WRITTEN EXERCISE: Reproduce the lines of the material below with "instance" switched to "occurrence" everywhere it appears, keeping everything else unchanged.

[Entries from a dataset]
— BEGIN —
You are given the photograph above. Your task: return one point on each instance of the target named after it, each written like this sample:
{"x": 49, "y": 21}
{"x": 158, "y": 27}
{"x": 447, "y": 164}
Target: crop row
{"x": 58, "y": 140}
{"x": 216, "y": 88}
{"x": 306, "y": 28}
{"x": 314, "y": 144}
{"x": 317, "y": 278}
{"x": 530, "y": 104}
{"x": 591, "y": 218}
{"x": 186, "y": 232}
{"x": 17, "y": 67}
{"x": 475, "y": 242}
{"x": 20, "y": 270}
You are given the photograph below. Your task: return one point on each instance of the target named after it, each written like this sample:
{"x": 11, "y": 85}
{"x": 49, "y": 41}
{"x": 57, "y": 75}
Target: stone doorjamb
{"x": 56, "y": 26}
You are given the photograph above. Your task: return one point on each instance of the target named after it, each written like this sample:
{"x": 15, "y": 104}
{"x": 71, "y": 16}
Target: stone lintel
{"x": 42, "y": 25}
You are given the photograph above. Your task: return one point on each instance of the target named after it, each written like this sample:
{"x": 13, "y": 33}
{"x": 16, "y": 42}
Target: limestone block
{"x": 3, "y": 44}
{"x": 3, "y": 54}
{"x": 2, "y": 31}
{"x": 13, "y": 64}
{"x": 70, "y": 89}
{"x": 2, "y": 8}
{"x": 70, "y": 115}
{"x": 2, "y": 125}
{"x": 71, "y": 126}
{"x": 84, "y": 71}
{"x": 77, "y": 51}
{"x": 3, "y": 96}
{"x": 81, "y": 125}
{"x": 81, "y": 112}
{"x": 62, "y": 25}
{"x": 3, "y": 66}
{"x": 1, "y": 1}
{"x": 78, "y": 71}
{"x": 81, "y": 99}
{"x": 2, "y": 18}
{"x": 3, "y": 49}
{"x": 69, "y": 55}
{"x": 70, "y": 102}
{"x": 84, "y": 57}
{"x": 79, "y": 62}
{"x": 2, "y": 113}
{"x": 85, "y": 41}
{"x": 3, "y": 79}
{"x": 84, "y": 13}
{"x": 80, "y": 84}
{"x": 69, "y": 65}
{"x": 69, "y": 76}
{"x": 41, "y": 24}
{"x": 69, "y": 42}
— END —
EXERCISE SOLUTION:
You are given the photograph above. Your task: return one point on each occurrence of the target named after it, each written like this sample:
{"x": 49, "y": 21}
{"x": 158, "y": 27}
{"x": 447, "y": 164}
Target: crop row
{"x": 58, "y": 140}
{"x": 216, "y": 88}
{"x": 306, "y": 28}
{"x": 314, "y": 144}
{"x": 317, "y": 278}
{"x": 530, "y": 104}
{"x": 591, "y": 218}
{"x": 186, "y": 232}
{"x": 17, "y": 67}
{"x": 475, "y": 242}
{"x": 20, "y": 270}
You are given the photograph below. Your task: return one point on each occurrence of the target named after it, each written like this sample:
{"x": 11, "y": 85}
{"x": 49, "y": 41}
{"x": 57, "y": 75}
Target: stone doorjamb
{"x": 56, "y": 26}
You are given the photograph above. Your task: return one point on each occurrence of the target named after it, each written like this sample:
{"x": 15, "y": 104}
{"x": 71, "y": 16}
Target: stone lintel
{"x": 42, "y": 25}
You are given the photograph above. Your task: return one point on each occurrence of the target named after it, each written like this sample:
{"x": 13, "y": 33}
{"x": 16, "y": 42}
Target: limestone block
{"x": 3, "y": 44}
{"x": 3, "y": 54}
{"x": 2, "y": 31}
{"x": 13, "y": 64}
{"x": 70, "y": 89}
{"x": 2, "y": 8}
{"x": 70, "y": 115}
{"x": 2, "y": 125}
{"x": 71, "y": 126}
{"x": 84, "y": 71}
{"x": 77, "y": 51}
{"x": 3, "y": 96}
{"x": 81, "y": 125}
{"x": 81, "y": 112}
{"x": 62, "y": 25}
{"x": 3, "y": 66}
{"x": 1, "y": 1}
{"x": 78, "y": 71}
{"x": 81, "y": 99}
{"x": 2, "y": 18}
{"x": 3, "y": 49}
{"x": 69, "y": 55}
{"x": 70, "y": 102}
{"x": 84, "y": 57}
{"x": 79, "y": 62}
{"x": 2, "y": 113}
{"x": 85, "y": 41}
{"x": 3, "y": 79}
{"x": 84, "y": 13}
{"x": 80, "y": 84}
{"x": 69, "y": 65}
{"x": 69, "y": 76}
{"x": 41, "y": 24}
{"x": 69, "y": 42}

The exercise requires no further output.